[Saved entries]
▽

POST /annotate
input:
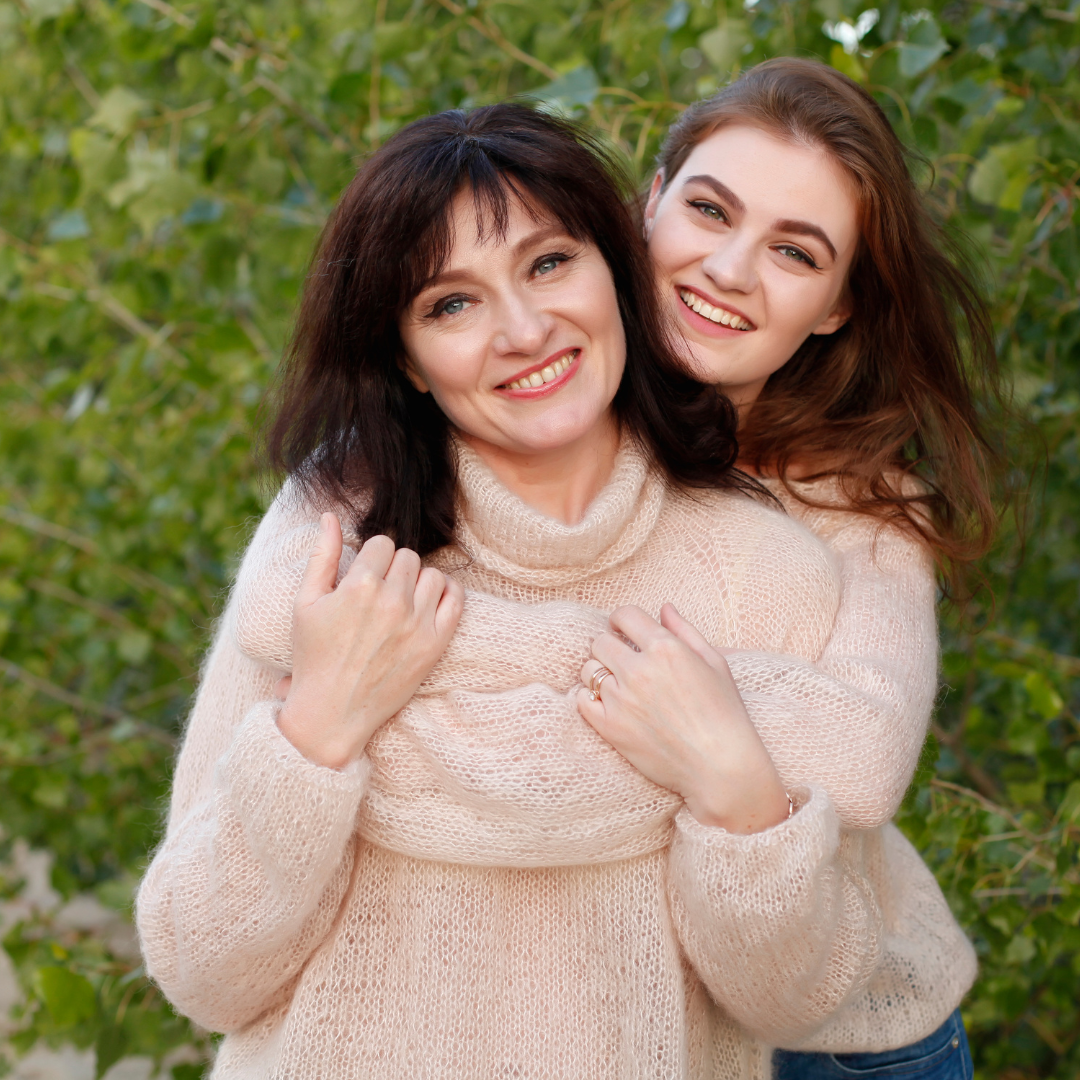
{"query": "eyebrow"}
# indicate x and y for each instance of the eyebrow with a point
(806, 229)
(785, 225)
(721, 189)
(538, 235)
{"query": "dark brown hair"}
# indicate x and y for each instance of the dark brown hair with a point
(905, 386)
(351, 428)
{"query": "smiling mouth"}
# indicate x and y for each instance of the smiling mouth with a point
(720, 315)
(544, 375)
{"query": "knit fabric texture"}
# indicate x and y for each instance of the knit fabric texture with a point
(493, 891)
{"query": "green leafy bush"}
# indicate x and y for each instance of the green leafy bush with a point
(164, 173)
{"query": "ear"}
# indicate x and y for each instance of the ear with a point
(413, 373)
(653, 201)
(837, 318)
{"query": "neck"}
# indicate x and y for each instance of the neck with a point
(559, 483)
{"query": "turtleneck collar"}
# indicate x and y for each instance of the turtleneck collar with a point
(502, 534)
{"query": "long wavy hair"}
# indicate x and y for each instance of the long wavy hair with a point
(910, 385)
(348, 424)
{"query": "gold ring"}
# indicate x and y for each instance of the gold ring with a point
(594, 684)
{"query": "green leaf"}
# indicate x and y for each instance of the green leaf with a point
(847, 63)
(925, 46)
(40, 10)
(68, 996)
(1044, 699)
(1003, 174)
(118, 110)
(724, 46)
(108, 1049)
(576, 88)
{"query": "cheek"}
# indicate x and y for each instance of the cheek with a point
(796, 305)
(446, 363)
(667, 248)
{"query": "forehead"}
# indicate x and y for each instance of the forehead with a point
(478, 225)
(773, 175)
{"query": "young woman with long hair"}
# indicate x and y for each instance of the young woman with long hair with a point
(422, 862)
(809, 281)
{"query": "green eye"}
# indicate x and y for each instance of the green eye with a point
(710, 211)
(794, 253)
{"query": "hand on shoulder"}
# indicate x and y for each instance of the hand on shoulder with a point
(361, 649)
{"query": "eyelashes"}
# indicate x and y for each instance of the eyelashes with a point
(714, 213)
(456, 302)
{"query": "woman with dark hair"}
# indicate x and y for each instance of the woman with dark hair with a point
(810, 283)
(422, 862)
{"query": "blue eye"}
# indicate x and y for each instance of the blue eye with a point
(548, 264)
(710, 211)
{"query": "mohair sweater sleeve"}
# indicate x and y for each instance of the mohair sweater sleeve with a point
(853, 721)
(781, 927)
(257, 855)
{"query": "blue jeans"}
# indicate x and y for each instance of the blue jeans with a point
(943, 1055)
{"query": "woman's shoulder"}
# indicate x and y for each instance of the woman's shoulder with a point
(782, 582)
(825, 504)
(272, 568)
(760, 538)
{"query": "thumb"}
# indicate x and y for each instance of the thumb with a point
(690, 636)
(320, 575)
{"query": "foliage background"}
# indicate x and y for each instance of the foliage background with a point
(163, 175)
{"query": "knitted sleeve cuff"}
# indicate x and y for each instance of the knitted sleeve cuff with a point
(769, 875)
(297, 817)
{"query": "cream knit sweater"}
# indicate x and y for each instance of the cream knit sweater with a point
(493, 891)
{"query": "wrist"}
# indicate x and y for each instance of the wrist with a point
(743, 808)
(333, 745)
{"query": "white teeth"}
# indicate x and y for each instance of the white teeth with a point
(548, 374)
(713, 314)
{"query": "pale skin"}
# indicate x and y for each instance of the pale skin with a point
(759, 228)
(535, 301)
(764, 231)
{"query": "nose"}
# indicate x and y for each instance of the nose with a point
(730, 266)
(522, 325)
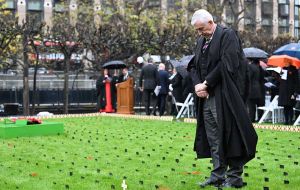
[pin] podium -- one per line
(125, 99)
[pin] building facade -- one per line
(272, 16)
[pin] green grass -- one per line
(99, 152)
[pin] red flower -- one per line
(33, 120)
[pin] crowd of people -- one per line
(227, 88)
(160, 88)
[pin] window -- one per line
(282, 2)
(266, 22)
(283, 30)
(267, 9)
(297, 11)
(297, 32)
(283, 22)
(35, 5)
(284, 10)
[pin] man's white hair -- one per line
(161, 66)
(201, 15)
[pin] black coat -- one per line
(164, 81)
(288, 87)
(101, 92)
(149, 77)
(176, 82)
(237, 136)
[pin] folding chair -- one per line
(186, 106)
(297, 122)
(273, 109)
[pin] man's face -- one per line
(204, 29)
(124, 71)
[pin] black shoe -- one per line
(229, 185)
(210, 182)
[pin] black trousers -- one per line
(288, 115)
(221, 170)
(148, 93)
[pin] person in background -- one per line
(176, 90)
(224, 130)
(164, 84)
(105, 86)
(288, 88)
(124, 76)
(257, 93)
(148, 81)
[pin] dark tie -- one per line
(207, 41)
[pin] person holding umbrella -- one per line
(288, 89)
(105, 86)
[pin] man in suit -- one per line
(148, 82)
(124, 76)
(164, 84)
(224, 130)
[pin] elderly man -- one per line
(224, 130)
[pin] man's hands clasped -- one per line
(201, 90)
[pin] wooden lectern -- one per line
(125, 100)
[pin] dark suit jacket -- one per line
(149, 77)
(237, 136)
(164, 81)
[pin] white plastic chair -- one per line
(272, 109)
(186, 106)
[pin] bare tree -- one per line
(66, 40)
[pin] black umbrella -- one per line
(182, 71)
(255, 53)
(114, 65)
(175, 63)
(184, 61)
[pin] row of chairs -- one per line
(271, 110)
(275, 112)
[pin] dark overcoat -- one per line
(237, 136)
(101, 92)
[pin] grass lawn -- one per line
(99, 152)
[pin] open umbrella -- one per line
(255, 53)
(114, 65)
(283, 61)
(184, 61)
(182, 71)
(291, 49)
(175, 63)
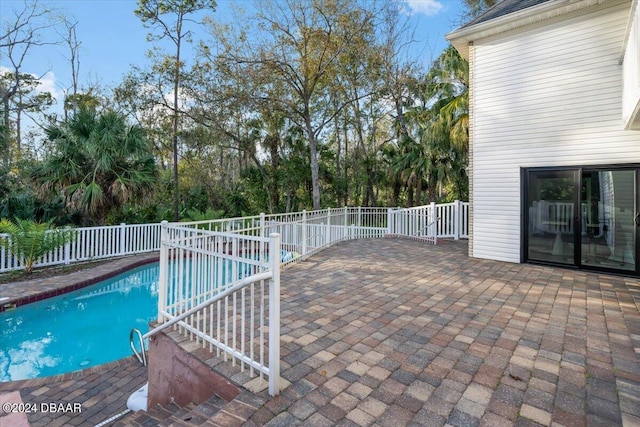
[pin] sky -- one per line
(112, 38)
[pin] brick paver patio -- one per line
(392, 332)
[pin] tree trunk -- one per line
(313, 154)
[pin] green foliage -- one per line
(30, 240)
(98, 163)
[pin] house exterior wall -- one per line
(548, 95)
(631, 72)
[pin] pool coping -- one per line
(60, 378)
(17, 294)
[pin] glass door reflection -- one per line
(607, 210)
(551, 206)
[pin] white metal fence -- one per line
(302, 233)
(222, 290)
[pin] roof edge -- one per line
(461, 37)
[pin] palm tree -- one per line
(98, 163)
(449, 87)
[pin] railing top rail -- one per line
(201, 233)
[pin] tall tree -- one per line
(170, 19)
(301, 48)
(21, 33)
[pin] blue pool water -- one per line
(79, 329)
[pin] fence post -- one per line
(123, 241)
(163, 275)
(67, 249)
(327, 238)
(304, 232)
(433, 213)
(456, 220)
(345, 233)
(274, 315)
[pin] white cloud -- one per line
(46, 83)
(426, 7)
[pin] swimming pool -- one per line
(80, 329)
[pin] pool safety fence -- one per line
(302, 233)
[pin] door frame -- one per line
(577, 237)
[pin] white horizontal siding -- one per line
(548, 96)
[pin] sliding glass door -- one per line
(583, 217)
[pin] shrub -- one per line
(30, 240)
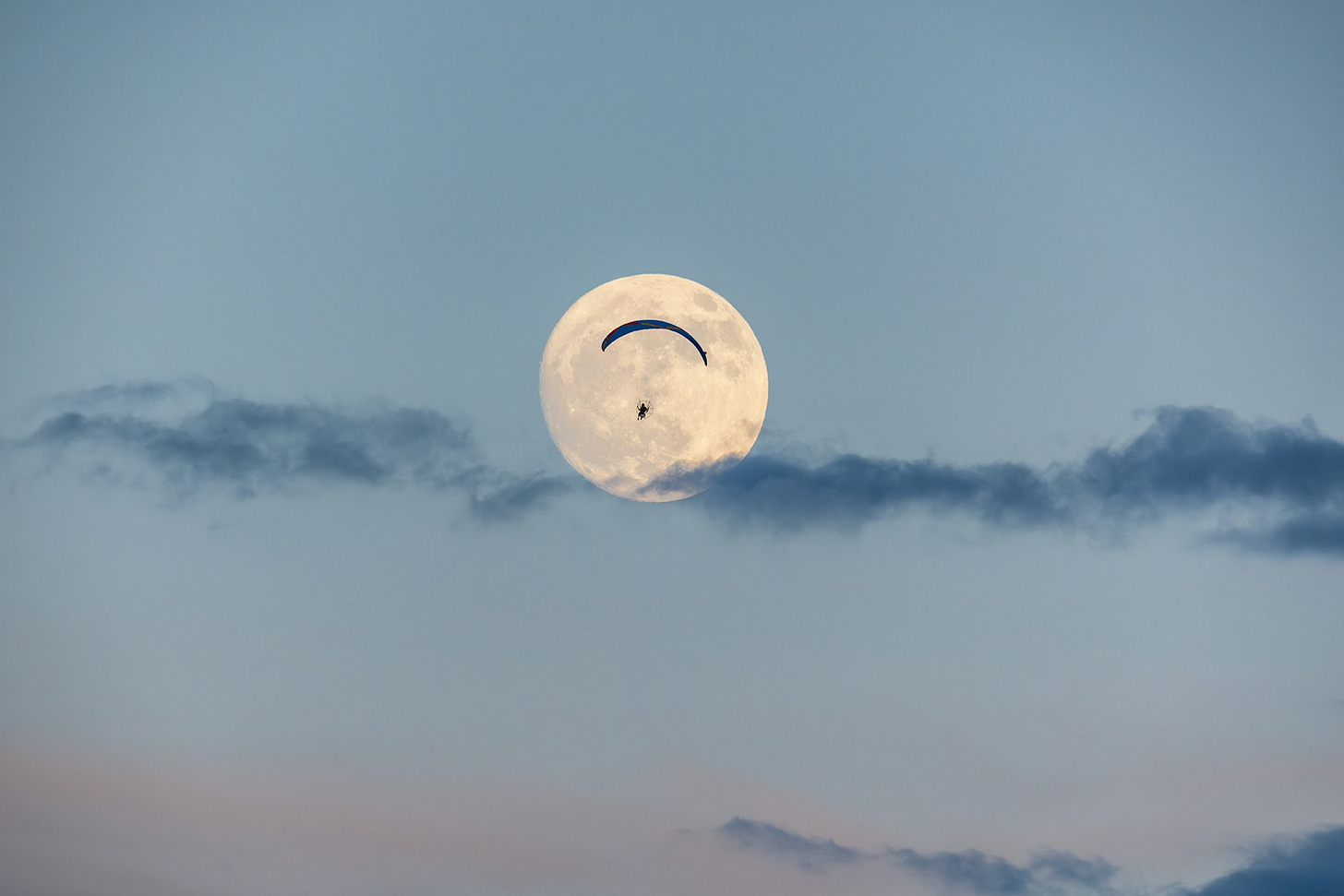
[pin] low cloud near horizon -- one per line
(1287, 481)
(1309, 866)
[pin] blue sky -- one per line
(296, 594)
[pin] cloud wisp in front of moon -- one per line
(1285, 483)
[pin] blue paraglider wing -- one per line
(651, 324)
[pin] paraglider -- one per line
(633, 327)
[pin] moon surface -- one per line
(647, 418)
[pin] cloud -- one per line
(1290, 480)
(1188, 460)
(810, 854)
(968, 871)
(252, 448)
(1312, 866)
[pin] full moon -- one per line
(651, 379)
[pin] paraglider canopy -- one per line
(633, 327)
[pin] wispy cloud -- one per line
(1287, 480)
(1188, 460)
(253, 448)
(1311, 866)
(969, 871)
(810, 854)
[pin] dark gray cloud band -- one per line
(1311, 866)
(1290, 478)
(1282, 483)
(969, 871)
(254, 448)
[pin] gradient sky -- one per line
(422, 659)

△

◆ Required action: With the pictures removed, return all the entries exactly.

◆ Expected output:
POST /annotate
input:
{"query": "eyebrow"}
# indicate x and y for each instance of the eyebrow with a point
(806, 229)
(785, 225)
(721, 189)
(538, 235)
{"query": "dark brown hair"}
# indicate x and y for each instance of the dark brown hair with a point
(905, 386)
(351, 428)
{"query": "smiling mouth"}
# indicate x and y for each instance of the smiling mouth with a point
(720, 315)
(544, 375)
{"query": "knit fabric texture"}
# indicate x and y for each instance of the knit fabric texture with a point
(493, 891)
{"query": "green leafy bush"}
# indicate x and y for each instance of the green leafy bush with a point
(164, 173)
{"query": "ear"}
# indicate x and y for each instance of the ear with a point
(413, 373)
(653, 201)
(837, 318)
{"query": "neck"}
# indicate x and y for each instance of the neck with a point
(559, 483)
{"query": "turtleneck collar"}
# indicate x and y for each instance of the turtleneck collar with a point
(502, 534)
{"query": "long wavy hair"}
# indicate x and y for each instance of the long wavy hair with a point
(910, 385)
(348, 424)
{"query": "gold ring"}
# indicate x and y for each instance of the gold ring with a point
(594, 684)
{"query": "green leaf"}
# indicate x and y for each instance of the green leaf with a point
(847, 63)
(925, 46)
(40, 10)
(68, 996)
(1044, 699)
(1003, 174)
(118, 110)
(724, 46)
(108, 1049)
(576, 88)
{"query": "cheek"}
# indicate x and y for each instance of the cheek with a point
(796, 305)
(446, 363)
(667, 248)
{"query": "forehead"}
# indicate x and y for each instance of the forehead with a point
(478, 225)
(773, 175)
{"query": "young woman with long hair"}
# indicate x and y for each instance of the young woman with long hair with a point
(422, 862)
(809, 281)
{"query": "green eye"}
# indicate x and y for each instance of the green eye with a point
(710, 211)
(794, 253)
{"query": "hand on shoulder"}
# indicate x and y for each instance of the hand on shoulder with a point
(361, 649)
{"query": "eyelashes"}
# indicate x and y for each instance of the eyelashes with a point
(714, 213)
(456, 302)
{"query": "woman with dark hair"}
# indicate x and y for each instance of the woman with dark hair with a point
(810, 283)
(422, 862)
{"query": "blue eye"}
# indicate x and y for each instance of the blue eye with a point
(548, 264)
(710, 211)
{"query": "mohair sweater sleeve"}
# indicate x and y for each instance of the mohair sweater sleeve with a point
(853, 721)
(781, 927)
(257, 855)
{"query": "blue jeans"}
# indicate x and y for each instance of the blue jeans with a point
(943, 1055)
{"query": "woman's shoulder"}
# indicate x and y for each instance of the woman's shoulder with a point
(782, 582)
(825, 504)
(272, 568)
(760, 538)
{"query": "thumb"}
# indicate x and y for each instance of the thumb with a point
(690, 636)
(320, 575)
{"query": "foliage background"}
# indicate x and y for each instance of the foliage background with a point
(163, 175)
{"query": "knitted sleeve cuff"}
# indicate x and y for each instance of the knitted sleeve cuff with a point
(769, 875)
(297, 817)
{"query": "cream knit sweater"}
# indicate x and y for each instance of the cream knit sweater with a point
(493, 891)
{"query": "wrist"}
# indicate x and y for each instance of the wrist with a point
(743, 808)
(333, 745)
{"query": "white teeth"}
# indicate x and y for each instance of the white teeth with a point
(548, 374)
(713, 314)
{"query": "pale skin"}
# indicate x and y for each instance of the pale skin with a point
(759, 228)
(535, 301)
(764, 231)
{"query": "nose"}
# indicate x and y for each instance of the nose with a point
(730, 266)
(522, 325)
[pin] podium -- one per line
(125, 99)
[pin] building facade -- one per line
(272, 16)
[pin] green grass -- one per line
(99, 152)
[pin] red flower -- one per line
(33, 120)
[pin] crowd of people -- one per line
(227, 88)
(160, 88)
[pin] window -- one per line
(282, 2)
(266, 22)
(283, 30)
(267, 9)
(297, 11)
(297, 32)
(283, 22)
(35, 5)
(284, 10)
[pin] man's white hair -- one per line
(161, 66)
(201, 15)
[pin] black coat -- one per line
(164, 81)
(288, 87)
(101, 92)
(149, 77)
(176, 82)
(237, 136)
[pin] folding chair -- one per line
(186, 106)
(297, 122)
(273, 109)
[pin] man's face -- one per line
(204, 29)
(124, 71)
[pin] black shoe -- one per line
(229, 185)
(210, 182)
[pin] black trousers -- one per line
(288, 115)
(221, 170)
(148, 93)
[pin] person in background -- one per line
(176, 90)
(224, 130)
(164, 84)
(105, 86)
(288, 88)
(124, 76)
(257, 93)
(148, 81)
[pin] dark tie -- one per line
(207, 41)
[pin] person holding umbrella -- one per line
(288, 89)
(105, 86)
[pin] man in suit -- one per line
(148, 82)
(124, 76)
(164, 84)
(224, 130)
[pin] elderly man -- one per line
(224, 130)
[pin] man's hands clasped -- one per line
(201, 90)
[pin] wooden lectern -- one per line
(125, 100)
[pin] dark suit jacket -- one per line
(149, 77)
(237, 136)
(164, 81)
[pin] white plastic chair -- one per line
(272, 109)
(186, 106)
[pin] bare tree -- one per line
(66, 40)
[pin] black umbrella -- one per line
(182, 71)
(255, 53)
(114, 65)
(175, 63)
(184, 61)
[pin] row of chairs -- one per line
(271, 110)
(275, 112)
[pin] dark overcoat -- one per line
(237, 136)
(101, 92)
[pin] grass lawn -- one per line
(99, 152)
[pin] open umbrella -- one per line
(255, 53)
(114, 65)
(283, 61)
(184, 61)
(182, 71)
(291, 49)
(175, 63)
[pin] sky -- one per line
(112, 38)
[pin] brick paver patio -- one per line
(392, 332)
[pin] tree trunk -- one per line
(313, 154)
[pin] green foliage -- one per line
(30, 240)
(98, 163)
[pin] house exterior wall -- one per line
(548, 95)
(631, 72)
[pin] pool coping -- one per line
(60, 378)
(17, 294)
[pin] glass door reflection -- one per line
(607, 210)
(551, 206)
[pin] white metal fence -- one per line
(302, 233)
(222, 290)
[pin] roof edge -- one per line
(461, 37)
[pin] palm tree -- one per line
(98, 163)
(449, 87)
[pin] railing top rail -- one per line
(201, 233)
[pin] tall tree -- one per line
(170, 19)
(301, 48)
(21, 33)
[pin] blue pool water -- one per line
(79, 329)
[pin] fence post -- one per line
(123, 241)
(163, 275)
(67, 249)
(327, 238)
(304, 232)
(433, 213)
(456, 220)
(345, 233)
(274, 315)
[pin] white cloud -- one per line
(46, 83)
(426, 7)
[pin] swimming pool -- one per line
(80, 329)
[pin] pool safety fence -- one per line
(302, 233)
[pin] door frame -- one per line
(577, 237)
[pin] white horizontal siding -- one per line
(548, 96)
[pin] sliding glass door -- one per line
(583, 217)
[pin] shrub -- one per line
(30, 240)
[pin] low cloud near horizon -- one per line
(1287, 481)
(1309, 866)
[pin] blue sky -- one per line
(296, 594)
[pin] cloud wisp in front of moon -- one per line
(1285, 483)
[pin] blue paraglider wing -- one per line
(651, 324)
[pin] paraglider -- one per line
(633, 327)
[pin] moon surface -- one per line
(647, 418)
[pin] cloud -- one per line
(1290, 480)
(1188, 460)
(810, 854)
(968, 871)
(252, 448)
(1312, 866)
[pin] full moon -- one per line
(651, 379)
[pin] paraglider canopy -- one per line
(633, 327)
[pin] wispy cloud -- one per line
(1287, 480)
(1188, 460)
(253, 448)
(1311, 866)
(969, 871)
(810, 854)
[pin] dark gray cloud band -- one per line
(1311, 866)
(1290, 478)
(1282, 483)
(969, 871)
(254, 448)
[pin] gradient sky -- one per line
(422, 659)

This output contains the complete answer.